EXCERPTED DATA:
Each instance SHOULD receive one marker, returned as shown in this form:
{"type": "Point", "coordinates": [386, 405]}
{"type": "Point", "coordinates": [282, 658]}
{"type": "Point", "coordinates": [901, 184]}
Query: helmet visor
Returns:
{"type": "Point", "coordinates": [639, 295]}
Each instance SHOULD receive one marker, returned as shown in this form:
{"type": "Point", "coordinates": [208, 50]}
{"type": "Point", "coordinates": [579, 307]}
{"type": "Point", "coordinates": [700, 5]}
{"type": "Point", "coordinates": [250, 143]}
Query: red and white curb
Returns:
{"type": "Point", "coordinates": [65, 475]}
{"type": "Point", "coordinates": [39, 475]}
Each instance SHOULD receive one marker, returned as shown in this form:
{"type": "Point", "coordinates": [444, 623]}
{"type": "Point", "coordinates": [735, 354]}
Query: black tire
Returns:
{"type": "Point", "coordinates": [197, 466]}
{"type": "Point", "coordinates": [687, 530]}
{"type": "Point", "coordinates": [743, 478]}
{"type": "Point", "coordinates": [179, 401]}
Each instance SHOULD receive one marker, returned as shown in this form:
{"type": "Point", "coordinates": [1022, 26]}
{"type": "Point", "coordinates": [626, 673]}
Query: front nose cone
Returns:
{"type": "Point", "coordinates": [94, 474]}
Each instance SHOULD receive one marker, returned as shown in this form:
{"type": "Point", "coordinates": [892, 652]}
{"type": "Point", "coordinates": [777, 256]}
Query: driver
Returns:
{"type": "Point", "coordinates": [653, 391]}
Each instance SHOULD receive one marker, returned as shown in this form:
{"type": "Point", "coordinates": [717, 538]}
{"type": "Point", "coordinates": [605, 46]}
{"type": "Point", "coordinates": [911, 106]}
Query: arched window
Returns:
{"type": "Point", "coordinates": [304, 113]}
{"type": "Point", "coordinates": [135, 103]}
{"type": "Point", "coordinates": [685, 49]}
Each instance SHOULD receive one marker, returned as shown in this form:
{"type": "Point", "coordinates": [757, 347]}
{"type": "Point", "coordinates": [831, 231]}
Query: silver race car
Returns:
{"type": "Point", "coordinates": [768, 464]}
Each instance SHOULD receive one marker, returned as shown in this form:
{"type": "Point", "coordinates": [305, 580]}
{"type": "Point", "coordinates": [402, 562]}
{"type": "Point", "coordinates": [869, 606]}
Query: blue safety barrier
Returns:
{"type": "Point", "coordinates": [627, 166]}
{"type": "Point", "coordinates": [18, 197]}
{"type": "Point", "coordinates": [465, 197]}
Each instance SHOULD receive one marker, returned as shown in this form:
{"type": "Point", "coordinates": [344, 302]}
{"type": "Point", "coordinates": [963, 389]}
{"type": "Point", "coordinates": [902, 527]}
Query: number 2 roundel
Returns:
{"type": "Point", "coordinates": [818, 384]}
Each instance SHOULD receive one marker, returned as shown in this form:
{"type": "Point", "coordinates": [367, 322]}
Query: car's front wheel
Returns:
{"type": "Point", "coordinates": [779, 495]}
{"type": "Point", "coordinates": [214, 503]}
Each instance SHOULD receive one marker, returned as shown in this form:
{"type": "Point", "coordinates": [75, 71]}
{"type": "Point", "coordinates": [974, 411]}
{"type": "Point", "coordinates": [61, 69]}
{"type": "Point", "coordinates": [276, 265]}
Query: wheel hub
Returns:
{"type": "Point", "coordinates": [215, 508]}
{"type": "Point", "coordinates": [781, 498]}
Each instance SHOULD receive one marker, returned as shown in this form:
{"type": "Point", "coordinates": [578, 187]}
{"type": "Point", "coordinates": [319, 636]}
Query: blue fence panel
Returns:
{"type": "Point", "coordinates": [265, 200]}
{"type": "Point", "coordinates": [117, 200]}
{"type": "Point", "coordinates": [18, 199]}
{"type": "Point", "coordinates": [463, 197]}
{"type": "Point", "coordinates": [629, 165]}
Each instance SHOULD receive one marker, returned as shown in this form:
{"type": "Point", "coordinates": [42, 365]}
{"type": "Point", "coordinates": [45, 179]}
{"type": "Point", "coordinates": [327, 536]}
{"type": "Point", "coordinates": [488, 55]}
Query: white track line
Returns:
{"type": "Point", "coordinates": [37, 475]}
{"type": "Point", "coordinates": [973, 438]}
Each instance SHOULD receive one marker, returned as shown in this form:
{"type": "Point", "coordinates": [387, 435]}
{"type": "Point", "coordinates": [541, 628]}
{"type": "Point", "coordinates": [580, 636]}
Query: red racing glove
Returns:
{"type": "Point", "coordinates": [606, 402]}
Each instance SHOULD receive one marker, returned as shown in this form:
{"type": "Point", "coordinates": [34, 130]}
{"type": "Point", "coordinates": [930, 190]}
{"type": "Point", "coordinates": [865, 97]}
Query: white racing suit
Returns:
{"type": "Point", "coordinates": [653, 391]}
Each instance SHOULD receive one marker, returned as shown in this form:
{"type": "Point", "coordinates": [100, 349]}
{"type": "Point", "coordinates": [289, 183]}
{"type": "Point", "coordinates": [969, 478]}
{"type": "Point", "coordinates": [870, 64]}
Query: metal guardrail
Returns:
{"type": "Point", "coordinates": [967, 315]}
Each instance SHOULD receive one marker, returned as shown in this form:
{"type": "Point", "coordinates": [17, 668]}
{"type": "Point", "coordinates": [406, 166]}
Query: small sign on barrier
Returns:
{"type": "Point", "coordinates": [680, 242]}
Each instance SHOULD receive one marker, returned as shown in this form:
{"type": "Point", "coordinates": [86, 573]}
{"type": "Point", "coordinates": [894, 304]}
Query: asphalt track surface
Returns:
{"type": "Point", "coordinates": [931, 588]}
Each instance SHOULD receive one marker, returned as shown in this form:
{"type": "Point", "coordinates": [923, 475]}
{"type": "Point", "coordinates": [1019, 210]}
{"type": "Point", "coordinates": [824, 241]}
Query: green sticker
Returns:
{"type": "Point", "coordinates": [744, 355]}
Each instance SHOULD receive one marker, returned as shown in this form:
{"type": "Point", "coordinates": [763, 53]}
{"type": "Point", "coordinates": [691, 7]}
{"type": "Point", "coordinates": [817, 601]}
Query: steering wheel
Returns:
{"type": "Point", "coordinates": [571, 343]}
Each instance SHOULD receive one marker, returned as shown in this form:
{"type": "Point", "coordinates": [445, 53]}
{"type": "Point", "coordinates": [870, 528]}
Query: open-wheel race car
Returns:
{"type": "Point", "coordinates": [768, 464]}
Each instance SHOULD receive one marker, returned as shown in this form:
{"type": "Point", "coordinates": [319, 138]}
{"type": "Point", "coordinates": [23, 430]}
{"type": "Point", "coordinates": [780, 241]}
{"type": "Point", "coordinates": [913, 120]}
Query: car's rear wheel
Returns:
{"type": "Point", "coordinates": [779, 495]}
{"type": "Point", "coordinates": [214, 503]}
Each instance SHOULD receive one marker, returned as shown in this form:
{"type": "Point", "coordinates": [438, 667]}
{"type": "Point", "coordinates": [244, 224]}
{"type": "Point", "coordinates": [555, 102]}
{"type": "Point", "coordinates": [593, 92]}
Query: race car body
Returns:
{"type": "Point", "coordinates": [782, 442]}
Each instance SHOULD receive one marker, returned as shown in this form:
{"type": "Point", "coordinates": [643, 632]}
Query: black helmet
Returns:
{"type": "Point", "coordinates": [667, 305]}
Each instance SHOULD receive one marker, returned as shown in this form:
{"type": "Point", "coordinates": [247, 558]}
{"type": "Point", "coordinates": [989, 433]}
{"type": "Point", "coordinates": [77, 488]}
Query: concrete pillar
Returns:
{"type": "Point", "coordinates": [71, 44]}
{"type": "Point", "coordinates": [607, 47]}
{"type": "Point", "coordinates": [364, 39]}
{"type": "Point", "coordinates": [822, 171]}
--
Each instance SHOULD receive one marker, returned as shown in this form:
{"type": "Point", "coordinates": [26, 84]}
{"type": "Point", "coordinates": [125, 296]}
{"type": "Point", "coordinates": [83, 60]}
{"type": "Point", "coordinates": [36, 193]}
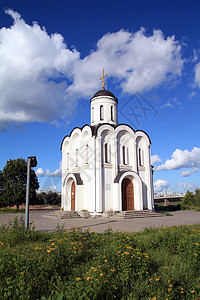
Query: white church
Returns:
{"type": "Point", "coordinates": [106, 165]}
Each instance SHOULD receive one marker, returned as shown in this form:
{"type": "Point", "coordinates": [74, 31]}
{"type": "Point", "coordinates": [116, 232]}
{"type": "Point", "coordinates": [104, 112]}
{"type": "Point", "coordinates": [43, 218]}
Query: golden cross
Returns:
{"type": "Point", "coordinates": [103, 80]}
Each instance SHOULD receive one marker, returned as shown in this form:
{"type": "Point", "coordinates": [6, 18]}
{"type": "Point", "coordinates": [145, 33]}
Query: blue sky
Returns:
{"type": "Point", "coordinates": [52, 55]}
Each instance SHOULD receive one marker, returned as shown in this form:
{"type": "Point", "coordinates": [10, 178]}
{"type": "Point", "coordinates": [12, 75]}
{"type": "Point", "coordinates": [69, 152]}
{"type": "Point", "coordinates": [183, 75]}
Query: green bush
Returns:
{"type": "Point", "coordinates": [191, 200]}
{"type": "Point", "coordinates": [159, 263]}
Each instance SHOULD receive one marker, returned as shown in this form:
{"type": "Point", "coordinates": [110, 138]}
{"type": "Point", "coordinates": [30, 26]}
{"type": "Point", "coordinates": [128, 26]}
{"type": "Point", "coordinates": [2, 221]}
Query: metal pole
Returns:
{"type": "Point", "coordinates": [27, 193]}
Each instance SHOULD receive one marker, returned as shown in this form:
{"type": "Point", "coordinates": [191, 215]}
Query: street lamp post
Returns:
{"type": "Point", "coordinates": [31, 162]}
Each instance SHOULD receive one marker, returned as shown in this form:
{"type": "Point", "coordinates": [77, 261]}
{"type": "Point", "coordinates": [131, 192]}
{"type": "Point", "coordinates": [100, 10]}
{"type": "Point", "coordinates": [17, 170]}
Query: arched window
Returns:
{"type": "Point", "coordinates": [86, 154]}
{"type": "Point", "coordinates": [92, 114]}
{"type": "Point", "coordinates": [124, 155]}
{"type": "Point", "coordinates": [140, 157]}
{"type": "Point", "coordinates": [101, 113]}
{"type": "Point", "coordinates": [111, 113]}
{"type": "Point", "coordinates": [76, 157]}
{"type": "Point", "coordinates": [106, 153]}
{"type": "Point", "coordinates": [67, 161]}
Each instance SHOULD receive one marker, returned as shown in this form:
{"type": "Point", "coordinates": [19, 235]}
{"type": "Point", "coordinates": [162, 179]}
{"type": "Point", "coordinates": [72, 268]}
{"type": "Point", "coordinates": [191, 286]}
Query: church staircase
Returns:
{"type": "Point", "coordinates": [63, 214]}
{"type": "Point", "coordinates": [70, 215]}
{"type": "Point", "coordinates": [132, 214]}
---
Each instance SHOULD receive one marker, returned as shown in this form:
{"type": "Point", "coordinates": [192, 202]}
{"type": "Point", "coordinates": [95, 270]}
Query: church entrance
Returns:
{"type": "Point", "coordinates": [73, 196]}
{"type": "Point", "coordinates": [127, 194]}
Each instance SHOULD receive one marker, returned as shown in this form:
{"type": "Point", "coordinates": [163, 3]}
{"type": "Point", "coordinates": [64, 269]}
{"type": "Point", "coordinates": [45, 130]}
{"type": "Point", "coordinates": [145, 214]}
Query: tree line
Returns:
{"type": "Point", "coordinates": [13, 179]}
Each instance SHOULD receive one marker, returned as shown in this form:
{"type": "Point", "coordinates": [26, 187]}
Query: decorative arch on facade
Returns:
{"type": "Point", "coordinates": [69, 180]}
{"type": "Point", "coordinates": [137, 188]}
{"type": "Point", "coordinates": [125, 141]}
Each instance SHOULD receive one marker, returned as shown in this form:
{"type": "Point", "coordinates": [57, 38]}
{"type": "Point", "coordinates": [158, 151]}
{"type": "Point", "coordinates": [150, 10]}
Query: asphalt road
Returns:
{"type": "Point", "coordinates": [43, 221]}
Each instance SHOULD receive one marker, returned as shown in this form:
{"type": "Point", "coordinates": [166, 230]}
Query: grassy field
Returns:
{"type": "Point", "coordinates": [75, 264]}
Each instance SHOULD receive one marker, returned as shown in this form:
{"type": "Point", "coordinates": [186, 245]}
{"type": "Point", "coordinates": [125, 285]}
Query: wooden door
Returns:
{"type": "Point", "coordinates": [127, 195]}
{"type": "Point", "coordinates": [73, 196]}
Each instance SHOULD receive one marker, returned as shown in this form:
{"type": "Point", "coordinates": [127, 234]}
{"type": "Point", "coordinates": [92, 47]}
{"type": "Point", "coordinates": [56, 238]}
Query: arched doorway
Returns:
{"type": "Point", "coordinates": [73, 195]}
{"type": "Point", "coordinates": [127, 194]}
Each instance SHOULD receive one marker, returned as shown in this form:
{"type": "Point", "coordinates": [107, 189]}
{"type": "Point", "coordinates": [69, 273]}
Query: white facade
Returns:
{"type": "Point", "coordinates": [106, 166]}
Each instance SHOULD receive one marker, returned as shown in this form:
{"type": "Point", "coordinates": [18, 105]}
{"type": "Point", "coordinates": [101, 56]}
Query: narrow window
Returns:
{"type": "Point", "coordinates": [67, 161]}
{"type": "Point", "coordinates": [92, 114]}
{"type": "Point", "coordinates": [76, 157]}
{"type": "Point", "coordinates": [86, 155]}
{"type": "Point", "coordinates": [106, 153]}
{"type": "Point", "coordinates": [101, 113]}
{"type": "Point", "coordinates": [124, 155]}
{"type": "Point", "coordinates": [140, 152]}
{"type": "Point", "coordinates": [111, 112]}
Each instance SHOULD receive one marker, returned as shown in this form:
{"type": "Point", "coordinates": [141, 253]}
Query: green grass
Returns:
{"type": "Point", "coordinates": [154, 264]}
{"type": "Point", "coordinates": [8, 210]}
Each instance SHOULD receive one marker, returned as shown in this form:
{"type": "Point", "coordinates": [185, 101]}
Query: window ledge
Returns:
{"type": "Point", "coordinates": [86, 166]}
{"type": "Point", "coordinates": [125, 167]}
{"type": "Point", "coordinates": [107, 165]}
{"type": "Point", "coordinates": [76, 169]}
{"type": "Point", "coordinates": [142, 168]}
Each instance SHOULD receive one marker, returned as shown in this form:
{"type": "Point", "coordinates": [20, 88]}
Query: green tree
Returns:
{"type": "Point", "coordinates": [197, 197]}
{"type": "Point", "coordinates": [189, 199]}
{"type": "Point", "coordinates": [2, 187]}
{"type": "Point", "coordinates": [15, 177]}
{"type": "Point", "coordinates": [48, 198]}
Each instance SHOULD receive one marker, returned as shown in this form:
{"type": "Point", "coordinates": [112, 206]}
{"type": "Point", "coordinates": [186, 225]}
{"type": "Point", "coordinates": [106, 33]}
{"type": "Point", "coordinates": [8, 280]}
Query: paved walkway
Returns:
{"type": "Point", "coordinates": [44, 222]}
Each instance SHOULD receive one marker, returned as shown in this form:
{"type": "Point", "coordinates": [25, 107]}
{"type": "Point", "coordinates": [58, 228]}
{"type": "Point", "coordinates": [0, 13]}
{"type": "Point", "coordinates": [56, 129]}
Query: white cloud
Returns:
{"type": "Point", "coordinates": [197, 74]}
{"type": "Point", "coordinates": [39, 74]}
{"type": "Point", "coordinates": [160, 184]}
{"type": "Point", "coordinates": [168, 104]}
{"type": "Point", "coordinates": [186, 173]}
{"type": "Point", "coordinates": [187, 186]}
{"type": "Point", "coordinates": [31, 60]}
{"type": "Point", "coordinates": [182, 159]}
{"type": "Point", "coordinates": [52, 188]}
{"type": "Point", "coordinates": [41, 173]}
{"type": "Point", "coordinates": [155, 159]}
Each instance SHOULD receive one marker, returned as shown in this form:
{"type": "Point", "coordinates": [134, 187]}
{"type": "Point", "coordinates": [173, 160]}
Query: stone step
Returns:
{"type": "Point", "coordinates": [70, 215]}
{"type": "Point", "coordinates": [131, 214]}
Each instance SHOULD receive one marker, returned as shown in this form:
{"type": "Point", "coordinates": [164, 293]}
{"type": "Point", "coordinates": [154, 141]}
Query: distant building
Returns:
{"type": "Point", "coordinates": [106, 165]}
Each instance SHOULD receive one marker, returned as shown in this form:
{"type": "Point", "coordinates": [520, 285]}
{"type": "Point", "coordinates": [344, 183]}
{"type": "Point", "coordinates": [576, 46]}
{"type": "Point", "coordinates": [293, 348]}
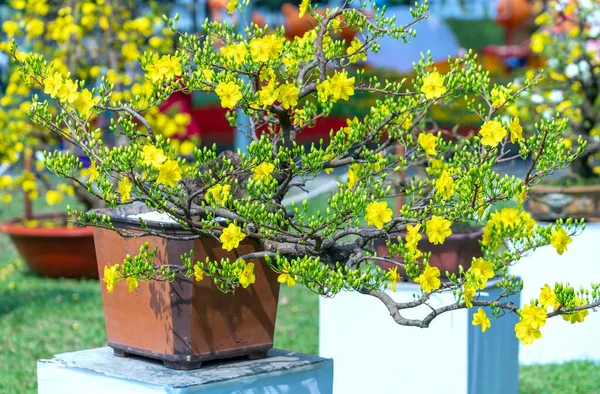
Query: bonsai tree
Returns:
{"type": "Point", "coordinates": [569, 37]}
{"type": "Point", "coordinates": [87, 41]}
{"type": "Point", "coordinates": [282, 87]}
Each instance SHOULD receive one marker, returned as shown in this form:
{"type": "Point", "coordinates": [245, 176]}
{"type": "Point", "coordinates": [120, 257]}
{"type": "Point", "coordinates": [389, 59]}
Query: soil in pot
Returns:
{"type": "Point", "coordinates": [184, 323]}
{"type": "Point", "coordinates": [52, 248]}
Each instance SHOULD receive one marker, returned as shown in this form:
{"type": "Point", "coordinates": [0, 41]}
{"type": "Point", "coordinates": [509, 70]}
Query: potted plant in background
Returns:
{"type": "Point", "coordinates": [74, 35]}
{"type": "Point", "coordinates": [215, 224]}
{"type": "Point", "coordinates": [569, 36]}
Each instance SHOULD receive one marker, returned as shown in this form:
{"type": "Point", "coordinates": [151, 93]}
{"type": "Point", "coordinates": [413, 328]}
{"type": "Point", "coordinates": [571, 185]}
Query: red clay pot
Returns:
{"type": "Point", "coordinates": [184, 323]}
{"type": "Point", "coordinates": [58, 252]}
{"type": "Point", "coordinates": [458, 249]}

WORK TO DO:
Gather every line above that contains the string "asphalt", matching case exactly, and copy each one in full.

OUTPUT BELOW:
Query: asphalt track surface
Query: asphalt road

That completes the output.